§ **EXERCISE DETAILS**
Copy the data below line for line, changing nothing.

§ **DATASET ENTRIES**
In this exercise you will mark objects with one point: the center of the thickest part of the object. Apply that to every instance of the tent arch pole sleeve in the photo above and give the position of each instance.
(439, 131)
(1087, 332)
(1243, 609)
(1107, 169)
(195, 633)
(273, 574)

§ **EXPECTED ANSWER**
In this exercise you will mark objects with one point: the center of the thickest part of the object. Apply that to every instance of the tent arch pole sleeve in the photo above and give the position of each instance.
(439, 131)
(1087, 332)
(1243, 609)
(1107, 169)
(195, 633)
(273, 574)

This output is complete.